• **Records for the exercise**
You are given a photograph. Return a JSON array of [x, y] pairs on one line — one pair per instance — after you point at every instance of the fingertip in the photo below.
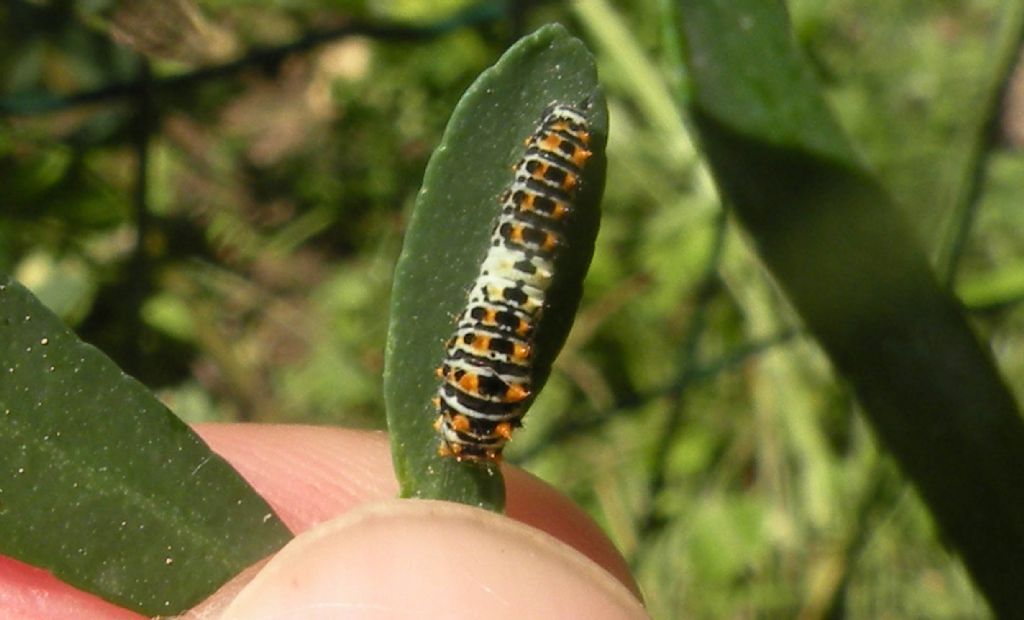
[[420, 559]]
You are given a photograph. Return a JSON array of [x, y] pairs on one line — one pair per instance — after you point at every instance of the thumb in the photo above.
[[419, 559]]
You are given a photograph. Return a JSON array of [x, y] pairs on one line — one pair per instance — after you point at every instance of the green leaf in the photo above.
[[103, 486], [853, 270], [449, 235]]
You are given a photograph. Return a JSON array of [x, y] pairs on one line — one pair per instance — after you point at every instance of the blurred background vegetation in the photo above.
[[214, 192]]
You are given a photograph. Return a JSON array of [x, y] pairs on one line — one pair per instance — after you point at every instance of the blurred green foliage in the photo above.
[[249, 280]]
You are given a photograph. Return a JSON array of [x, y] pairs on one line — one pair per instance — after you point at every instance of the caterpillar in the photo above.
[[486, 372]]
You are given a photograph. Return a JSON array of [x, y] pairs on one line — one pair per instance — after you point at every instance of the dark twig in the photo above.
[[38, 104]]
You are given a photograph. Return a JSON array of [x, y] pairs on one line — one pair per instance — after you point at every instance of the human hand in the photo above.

• **Aim of the task**
Swap "caterpillar" for "beetle" in the material from its start through the line containing "[[38, 104]]", both ends included, and give those lines again with nothing else changed. Leave the pictures out.

• **Task response**
You are given a photograph. Return a JSON array of [x, y] pairs on one line — one pair per instance — after you point at every instance of the fingertip in the photo below.
[[420, 559]]
You are given a photograph. Return a JSON array of [x, y] pairs on one line — one pair per instance — after you point at every instance of the thumb in the photo above.
[[419, 559]]
You are given a photograph. Return a JSON array of [x, y] pairs on one line — one pair per instance — after you point at every instance of the green leaf in the photo above.
[[103, 486], [853, 270], [449, 235]]
You are given a photograph. Return a JSON array of [x, y] pairs on one line — one pair per instance — after you point at every instance of the blurred background vegetation in the photo above.
[[214, 192]]
You are given a photograph. Return a JSON array of [x, y] pairs on one line — one pair per instance — after you point at every instance of the blurred green foliage in the photo above.
[[249, 280]]
You are given a photograph. Return a JSON array of [x, y] pairs on one line — one pair per instance — after you point at every instance of the beetle in the photo above.
[[486, 372]]
You are given a photograph. Return a JSON array of [x, y] pairs on one line — one pair per instance — after you point at every instance of the dark twig in the photo above.
[[38, 104]]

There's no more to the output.